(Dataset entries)

+-------+

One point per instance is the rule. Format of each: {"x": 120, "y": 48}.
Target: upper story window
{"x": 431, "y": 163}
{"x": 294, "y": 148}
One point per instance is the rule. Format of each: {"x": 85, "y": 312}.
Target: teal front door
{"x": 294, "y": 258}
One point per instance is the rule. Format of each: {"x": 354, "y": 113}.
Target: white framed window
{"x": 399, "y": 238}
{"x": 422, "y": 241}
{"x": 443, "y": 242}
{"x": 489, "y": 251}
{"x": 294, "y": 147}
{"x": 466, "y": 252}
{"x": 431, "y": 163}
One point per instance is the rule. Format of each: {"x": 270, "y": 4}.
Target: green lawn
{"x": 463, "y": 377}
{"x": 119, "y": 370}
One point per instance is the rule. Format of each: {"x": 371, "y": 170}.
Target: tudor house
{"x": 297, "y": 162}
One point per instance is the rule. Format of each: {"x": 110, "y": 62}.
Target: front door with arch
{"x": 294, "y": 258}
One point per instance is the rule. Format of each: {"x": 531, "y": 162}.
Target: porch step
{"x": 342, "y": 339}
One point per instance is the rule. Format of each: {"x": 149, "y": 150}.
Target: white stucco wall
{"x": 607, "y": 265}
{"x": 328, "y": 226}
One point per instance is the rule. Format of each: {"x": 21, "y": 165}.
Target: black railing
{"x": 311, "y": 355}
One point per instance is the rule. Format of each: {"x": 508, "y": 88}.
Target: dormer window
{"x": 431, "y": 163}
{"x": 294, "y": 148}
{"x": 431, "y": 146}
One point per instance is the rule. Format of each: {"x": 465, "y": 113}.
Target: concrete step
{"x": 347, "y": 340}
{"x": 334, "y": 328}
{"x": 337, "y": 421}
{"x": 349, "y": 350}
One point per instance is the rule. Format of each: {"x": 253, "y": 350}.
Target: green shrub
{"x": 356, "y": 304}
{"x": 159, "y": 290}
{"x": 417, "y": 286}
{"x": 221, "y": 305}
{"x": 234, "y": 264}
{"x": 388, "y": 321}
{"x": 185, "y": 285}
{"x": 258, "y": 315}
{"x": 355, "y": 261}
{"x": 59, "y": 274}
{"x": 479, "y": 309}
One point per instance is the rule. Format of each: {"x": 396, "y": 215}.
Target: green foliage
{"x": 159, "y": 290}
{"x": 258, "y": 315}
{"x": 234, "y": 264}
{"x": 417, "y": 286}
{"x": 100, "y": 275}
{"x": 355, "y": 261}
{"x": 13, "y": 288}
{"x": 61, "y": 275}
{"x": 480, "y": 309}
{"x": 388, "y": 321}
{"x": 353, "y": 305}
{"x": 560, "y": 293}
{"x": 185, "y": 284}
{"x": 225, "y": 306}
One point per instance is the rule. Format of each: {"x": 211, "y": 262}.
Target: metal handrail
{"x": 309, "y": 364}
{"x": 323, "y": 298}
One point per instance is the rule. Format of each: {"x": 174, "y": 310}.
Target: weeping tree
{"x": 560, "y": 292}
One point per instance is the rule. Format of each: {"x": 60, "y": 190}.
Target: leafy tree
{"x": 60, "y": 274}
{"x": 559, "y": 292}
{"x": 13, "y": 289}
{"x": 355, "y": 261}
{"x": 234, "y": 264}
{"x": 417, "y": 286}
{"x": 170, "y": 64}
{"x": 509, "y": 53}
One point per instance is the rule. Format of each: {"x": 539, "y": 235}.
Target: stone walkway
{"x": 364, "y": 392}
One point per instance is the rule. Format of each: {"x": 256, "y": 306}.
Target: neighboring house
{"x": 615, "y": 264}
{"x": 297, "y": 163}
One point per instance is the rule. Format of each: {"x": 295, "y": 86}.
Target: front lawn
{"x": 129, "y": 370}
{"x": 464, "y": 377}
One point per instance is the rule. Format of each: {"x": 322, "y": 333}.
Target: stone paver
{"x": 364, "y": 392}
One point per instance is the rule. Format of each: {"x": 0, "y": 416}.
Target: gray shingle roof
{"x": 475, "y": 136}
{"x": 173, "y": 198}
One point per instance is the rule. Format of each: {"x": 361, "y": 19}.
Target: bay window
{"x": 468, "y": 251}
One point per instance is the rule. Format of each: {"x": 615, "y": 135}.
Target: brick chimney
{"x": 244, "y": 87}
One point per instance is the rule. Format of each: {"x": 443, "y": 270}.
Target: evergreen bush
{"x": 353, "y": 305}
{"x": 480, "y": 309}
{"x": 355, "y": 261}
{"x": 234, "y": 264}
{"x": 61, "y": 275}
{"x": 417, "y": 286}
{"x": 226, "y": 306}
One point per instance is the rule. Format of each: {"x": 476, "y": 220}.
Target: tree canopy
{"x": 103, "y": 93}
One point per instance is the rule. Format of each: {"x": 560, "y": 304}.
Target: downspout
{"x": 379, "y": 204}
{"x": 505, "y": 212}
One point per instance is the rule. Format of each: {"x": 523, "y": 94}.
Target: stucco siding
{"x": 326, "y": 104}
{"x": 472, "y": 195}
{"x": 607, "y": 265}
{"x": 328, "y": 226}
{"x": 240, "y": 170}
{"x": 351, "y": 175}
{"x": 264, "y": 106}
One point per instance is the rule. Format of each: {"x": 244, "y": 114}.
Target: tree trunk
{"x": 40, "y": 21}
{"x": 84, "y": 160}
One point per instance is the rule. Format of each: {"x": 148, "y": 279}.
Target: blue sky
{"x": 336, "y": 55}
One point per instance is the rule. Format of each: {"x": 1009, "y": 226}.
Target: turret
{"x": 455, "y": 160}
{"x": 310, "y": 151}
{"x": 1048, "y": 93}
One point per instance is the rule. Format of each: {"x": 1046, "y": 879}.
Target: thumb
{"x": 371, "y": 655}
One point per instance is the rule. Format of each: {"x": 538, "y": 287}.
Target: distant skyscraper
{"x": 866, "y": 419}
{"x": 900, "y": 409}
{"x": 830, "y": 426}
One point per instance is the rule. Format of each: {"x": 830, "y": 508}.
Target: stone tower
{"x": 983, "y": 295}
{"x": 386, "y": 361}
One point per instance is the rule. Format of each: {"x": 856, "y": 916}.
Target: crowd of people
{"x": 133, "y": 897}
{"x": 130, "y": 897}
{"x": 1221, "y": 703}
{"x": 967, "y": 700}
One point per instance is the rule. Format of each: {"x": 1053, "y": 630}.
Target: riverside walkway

+-------+

Quote all the records. Keep every word exact.

One point per instance is the rule. Format of each: {"x": 120, "y": 48}.
Target: upper story window
{"x": 431, "y": 163}
{"x": 294, "y": 148}
One point per instance is the rule. Format of each: {"x": 85, "y": 312}.
Target: teal front door
{"x": 294, "y": 258}
One point per instance is the rule. Format of each: {"x": 354, "y": 113}.
Target: white framed window
{"x": 399, "y": 238}
{"x": 422, "y": 241}
{"x": 443, "y": 242}
{"x": 489, "y": 251}
{"x": 294, "y": 147}
{"x": 466, "y": 252}
{"x": 431, "y": 163}
One point per instance is the rule. Format of each: {"x": 270, "y": 4}.
Target: green lawn
{"x": 463, "y": 377}
{"x": 119, "y": 370}
One point per instance is the rule. Format of each: {"x": 371, "y": 170}.
Target: tudor house
{"x": 297, "y": 162}
One point per instance is the rule. Format of each: {"x": 110, "y": 62}.
Target: front door with arch
{"x": 294, "y": 258}
One point per instance is the rule. Format of each: {"x": 531, "y": 162}.
Target: porch step
{"x": 342, "y": 339}
One point per instance is the rule. Format of each: {"x": 149, "y": 150}.
Target: white stucco wall
{"x": 607, "y": 265}
{"x": 328, "y": 226}
One point per instance is the rule. Format of each: {"x": 21, "y": 165}.
Target: black railing
{"x": 311, "y": 355}
One point per instance is the rule. Format of each: {"x": 508, "y": 88}.
Target: dormer window
{"x": 431, "y": 163}
{"x": 294, "y": 148}
{"x": 431, "y": 146}
One point per instance is the rule. Format of each: {"x": 465, "y": 113}.
Target: concrete step
{"x": 347, "y": 340}
{"x": 334, "y": 328}
{"x": 337, "y": 421}
{"x": 349, "y": 350}
One point per instance is the rule. Format of each: {"x": 253, "y": 350}.
Target: green shrub
{"x": 356, "y": 304}
{"x": 159, "y": 290}
{"x": 417, "y": 286}
{"x": 221, "y": 305}
{"x": 234, "y": 264}
{"x": 388, "y": 321}
{"x": 185, "y": 285}
{"x": 258, "y": 315}
{"x": 355, "y": 261}
{"x": 59, "y": 274}
{"x": 479, "y": 309}
One point per instance is the rule. Format of each: {"x": 396, "y": 215}.
Target: green foliage
{"x": 159, "y": 290}
{"x": 258, "y": 315}
{"x": 234, "y": 264}
{"x": 417, "y": 286}
{"x": 100, "y": 275}
{"x": 355, "y": 261}
{"x": 13, "y": 288}
{"x": 61, "y": 275}
{"x": 480, "y": 309}
{"x": 388, "y": 321}
{"x": 353, "y": 305}
{"x": 560, "y": 293}
{"x": 185, "y": 284}
{"x": 225, "y": 306}
One point per instance is the rule. Format of each: {"x": 211, "y": 262}.
Target: metal handrail
{"x": 309, "y": 364}
{"x": 323, "y": 298}
One point per instance is the rule. Format of each: {"x": 174, "y": 310}.
Target: weeping tree
{"x": 560, "y": 292}
One point per instance is the rule. Format of each: {"x": 60, "y": 190}.
Target: leafy tree
{"x": 60, "y": 274}
{"x": 559, "y": 292}
{"x": 13, "y": 289}
{"x": 355, "y": 261}
{"x": 234, "y": 264}
{"x": 417, "y": 286}
{"x": 170, "y": 64}
{"x": 509, "y": 53}
One point per instance is the rule. Format of each: {"x": 539, "y": 235}.
Target: stone walkway
{"x": 364, "y": 392}
One point per instance is the rule. Format of each: {"x": 256, "y": 306}.
Target: neighboring house
{"x": 615, "y": 264}
{"x": 297, "y": 163}
One point per instance is the rule. Format of each: {"x": 295, "y": 86}.
Target: front lawn
{"x": 129, "y": 370}
{"x": 464, "y": 377}
One point per instance is the rule. Format of each: {"x": 322, "y": 333}.
Target: stone paver
{"x": 364, "y": 392}
One point per instance is the rule. Format of each: {"x": 0, "y": 416}.
Target: gray shingle roof
{"x": 475, "y": 136}
{"x": 173, "y": 198}
One point per instance is the rule. Format of each: {"x": 361, "y": 19}.
Target: bay window
{"x": 468, "y": 251}
One point per instance is the rule. Format of each: {"x": 615, "y": 135}.
Target: brick chimney
{"x": 244, "y": 87}
One point per instance is the rule. Format of each: {"x": 443, "y": 270}.
Target: evergreen bush
{"x": 353, "y": 305}
{"x": 480, "y": 309}
{"x": 355, "y": 261}
{"x": 234, "y": 264}
{"x": 61, "y": 275}
{"x": 417, "y": 286}
{"x": 226, "y": 306}
One point per instance is the rule. Format of each: {"x": 476, "y": 220}.
Target: tree canopy
{"x": 103, "y": 93}
One point per instance is the rule. Format of each: {"x": 560, "y": 304}.
Target: downspout
{"x": 379, "y": 204}
{"x": 505, "y": 212}
One point per instance is the rule. Format of each: {"x": 523, "y": 94}.
Target: stucco siding
{"x": 326, "y": 104}
{"x": 472, "y": 195}
{"x": 607, "y": 265}
{"x": 328, "y": 226}
{"x": 240, "y": 170}
{"x": 351, "y": 175}
{"x": 264, "y": 106}
One point per instance is the rule. Format of each: {"x": 244, "y": 114}.
Target: tree trunk
{"x": 40, "y": 21}
{"x": 84, "y": 160}
One point per instance is the rule. Format of each: {"x": 148, "y": 279}.
Target: blue sky
{"x": 336, "y": 55}
One point per instance is the rule. Format of each: {"x": 1009, "y": 226}.
Target: turret
{"x": 455, "y": 160}
{"x": 310, "y": 151}
{"x": 1048, "y": 93}
One point per instance is the rule. Format of each: {"x": 1046, "y": 879}.
Target: thumb
{"x": 371, "y": 655}
One point per instance is the rule. Format of each: {"x": 538, "y": 287}.
Target: distant skyscraper
{"x": 866, "y": 419}
{"x": 900, "y": 409}
{"x": 830, "y": 426}
One point per instance is the rule. Format of each: {"x": 830, "y": 508}.
Target: stone tower
{"x": 983, "y": 295}
{"x": 386, "y": 361}
One point per instance is the rule. Format of each: {"x": 856, "y": 916}.
Target: crowd of people
{"x": 133, "y": 897}
{"x": 130, "y": 897}
{"x": 1221, "y": 703}
{"x": 967, "y": 700}
One point per instance is the rule. Format of each: {"x": 1053, "y": 630}.
Target: riverside walkway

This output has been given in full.